> _REQUIRED WORK_: Reproduce the project description on scraping washing machine data word for word, keeping every line and list item as it stands.
**** EXERCISE PASSAGE
This project focuses on Web Scraping and Data Cleaning. The website chosen for this project was Darty, more specifically the category of washing machines. The purpose was to use the library BeautifulSoup to extract the information required, clean the data and export it to a MySQL table. Each stage was condensed in a function that was later included in a pipeline to make the code easier to read and to run.
- Requests
- BeautifulSoup
- Pandas
- datetime
The project is divided into 3 main stages:
- Extraction/Scraping of the data from the website;
- Data Cleaning
- Exporting the data to MySQL
To extract the data, two libraries had to be used: requests and BeautifulSoup.
The requests library allows to create a connection between Jupyter Notebook and the website. After having a stable connection, BeautifulSoup is used to extract the information we want.
In this case, the data that was extracted was the following:
- Name of the product;
- Price;
- Characteristics;
- Product Category;
- Number of items in stock;
- Rating;
- Discount (if applicable)
********
**** RECORDED DATA
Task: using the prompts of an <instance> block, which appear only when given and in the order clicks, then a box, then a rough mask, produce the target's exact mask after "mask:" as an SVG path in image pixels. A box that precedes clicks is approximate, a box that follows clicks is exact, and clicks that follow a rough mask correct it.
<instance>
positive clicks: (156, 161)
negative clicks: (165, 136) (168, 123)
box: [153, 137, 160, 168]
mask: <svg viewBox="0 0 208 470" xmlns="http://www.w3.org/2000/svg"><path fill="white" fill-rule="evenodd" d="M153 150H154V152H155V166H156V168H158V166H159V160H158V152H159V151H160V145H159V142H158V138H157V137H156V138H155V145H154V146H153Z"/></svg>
********
> _ANSWER SECTION_:
This project focuses on Web Scraping and Data Cleaning. The website chosen for this project was Darty, more specifically the category of washing machines. The purpose was to use the library BeautifulSoup to extract the information required, clean the data and export it to a MySQL table. Each stage was condensed in a function that was later included in a pipeline to make the code easier to read and to run.
- Requests
- BeautifulSoup
- Pandas
- datetime
The project is divided into 3 main stages:
- Extraction/Scraping of the data from the website;
- Data Cleaning
- Exporting the data to MySQL
To extract the data, two libraries had to be used: requests and BeautifulSoup.
The requests library allows to create a connection between Jupyter Notebook and the website. After having a stable connection, BeautifulSoup is used to extract the information we want.
In this case, the data that was extracted was the following:
- Name of the product;
- Price;
- Characteristics;
- Product Category;
- Number of items in stock;
- Rating;
- Discount (if applicable)